#### WHAT TO PRODUCE
Can you put the lines between the one holding "Practice. For this step, pick out the boat" and the one holding "point(377, 105)", inclusive, into a two-column CSV with the headers text and answer? Give one row for each line of text and its answer, with each value in a single quoted field and line breaks turned into spaces.

Some lines
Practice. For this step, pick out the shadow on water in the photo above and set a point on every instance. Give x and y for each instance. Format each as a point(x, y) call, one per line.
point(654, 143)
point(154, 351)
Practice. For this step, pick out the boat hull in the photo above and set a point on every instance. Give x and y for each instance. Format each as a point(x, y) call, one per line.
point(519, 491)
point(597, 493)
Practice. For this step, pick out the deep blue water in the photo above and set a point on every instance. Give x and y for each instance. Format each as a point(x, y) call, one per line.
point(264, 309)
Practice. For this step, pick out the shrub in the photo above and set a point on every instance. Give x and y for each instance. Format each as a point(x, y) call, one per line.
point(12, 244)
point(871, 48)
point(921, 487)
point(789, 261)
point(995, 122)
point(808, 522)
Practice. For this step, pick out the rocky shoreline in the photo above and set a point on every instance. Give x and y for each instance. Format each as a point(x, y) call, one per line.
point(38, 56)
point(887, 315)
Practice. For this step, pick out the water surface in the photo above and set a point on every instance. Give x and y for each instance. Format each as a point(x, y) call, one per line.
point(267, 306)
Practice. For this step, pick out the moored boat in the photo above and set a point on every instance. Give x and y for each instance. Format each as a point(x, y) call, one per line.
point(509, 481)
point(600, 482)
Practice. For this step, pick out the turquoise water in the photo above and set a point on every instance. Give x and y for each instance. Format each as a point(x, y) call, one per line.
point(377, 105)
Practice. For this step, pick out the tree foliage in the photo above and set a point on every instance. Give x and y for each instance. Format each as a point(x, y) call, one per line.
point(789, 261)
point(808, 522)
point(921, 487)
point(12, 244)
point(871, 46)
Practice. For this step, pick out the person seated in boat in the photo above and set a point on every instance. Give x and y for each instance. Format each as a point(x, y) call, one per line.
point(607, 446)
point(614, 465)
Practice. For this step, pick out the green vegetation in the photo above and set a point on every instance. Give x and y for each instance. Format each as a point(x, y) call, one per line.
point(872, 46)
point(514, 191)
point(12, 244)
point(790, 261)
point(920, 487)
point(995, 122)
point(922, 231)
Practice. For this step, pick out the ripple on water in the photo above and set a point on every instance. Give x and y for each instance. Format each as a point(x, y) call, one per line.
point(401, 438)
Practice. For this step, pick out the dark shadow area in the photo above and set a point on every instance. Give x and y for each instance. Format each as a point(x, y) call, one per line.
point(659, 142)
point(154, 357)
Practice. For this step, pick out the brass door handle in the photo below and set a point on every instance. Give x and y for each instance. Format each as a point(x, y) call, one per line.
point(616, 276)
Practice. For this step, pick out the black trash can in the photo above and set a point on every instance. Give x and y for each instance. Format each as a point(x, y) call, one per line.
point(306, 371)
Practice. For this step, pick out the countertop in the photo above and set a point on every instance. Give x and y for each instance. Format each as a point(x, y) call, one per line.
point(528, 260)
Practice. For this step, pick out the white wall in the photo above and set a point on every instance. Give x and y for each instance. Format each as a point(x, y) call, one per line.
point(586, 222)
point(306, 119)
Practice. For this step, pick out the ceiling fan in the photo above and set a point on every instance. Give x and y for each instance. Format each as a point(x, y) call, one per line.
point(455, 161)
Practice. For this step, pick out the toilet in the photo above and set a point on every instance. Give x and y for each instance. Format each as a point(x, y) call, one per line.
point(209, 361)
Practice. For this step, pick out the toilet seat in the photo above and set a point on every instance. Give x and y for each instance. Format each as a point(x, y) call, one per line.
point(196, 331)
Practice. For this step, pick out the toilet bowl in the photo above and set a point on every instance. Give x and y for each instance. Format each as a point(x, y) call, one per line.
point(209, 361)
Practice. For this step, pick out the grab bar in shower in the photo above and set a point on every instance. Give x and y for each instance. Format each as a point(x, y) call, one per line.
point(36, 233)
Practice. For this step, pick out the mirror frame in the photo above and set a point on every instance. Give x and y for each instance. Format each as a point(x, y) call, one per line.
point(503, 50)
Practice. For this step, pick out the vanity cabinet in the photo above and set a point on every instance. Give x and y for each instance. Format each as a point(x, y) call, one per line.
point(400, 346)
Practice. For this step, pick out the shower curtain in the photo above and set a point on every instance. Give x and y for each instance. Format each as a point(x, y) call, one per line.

#### THE RESULT
text,answer
"Practice. For this step, pick out the boat hull in the photo above and set a point on every instance. Give x and y for each instance. Format each as a point(x, y) call, one per line.","point(519, 491) point(597, 493)"
"Practice. For this step, pick out the deep blue water in the photo above and set a point on every instance. Give x and y for each instance. Format each as a point(x, y) call, one per line.","point(264, 309)"
"Practice. For this step, pick out the shrub in the photo above and set a point on every instance. Give x and y for each instance. Format each as a point(x, y) call, one per line.","point(12, 244) point(871, 48) point(921, 487) point(789, 261) point(995, 122) point(808, 522)"
"Practice. For this step, pick out the rocky shoreline in the photo above and set a point on every instance. Give x and y for each instance. Format each as a point(x, y) call, one per line.","point(38, 56) point(887, 315)"
"Practice. For this step, pick out the water surface in the photo above and set a point on every instance. Give x and y for each instance. Format each as a point(x, y) call, one per line.","point(267, 306)"
"Practice. For this step, pick out the moored boat in the photo above and set a point on every instance. Give x and y for each instance. Format each as a point(x, y) call, one per line.","point(509, 481) point(600, 482)"
"Practice. For this step, pick out the turquoise water in the photo above and set a point on every instance. Give x and y for each instance. Format each as a point(x, y) call, one per line.","point(377, 105)"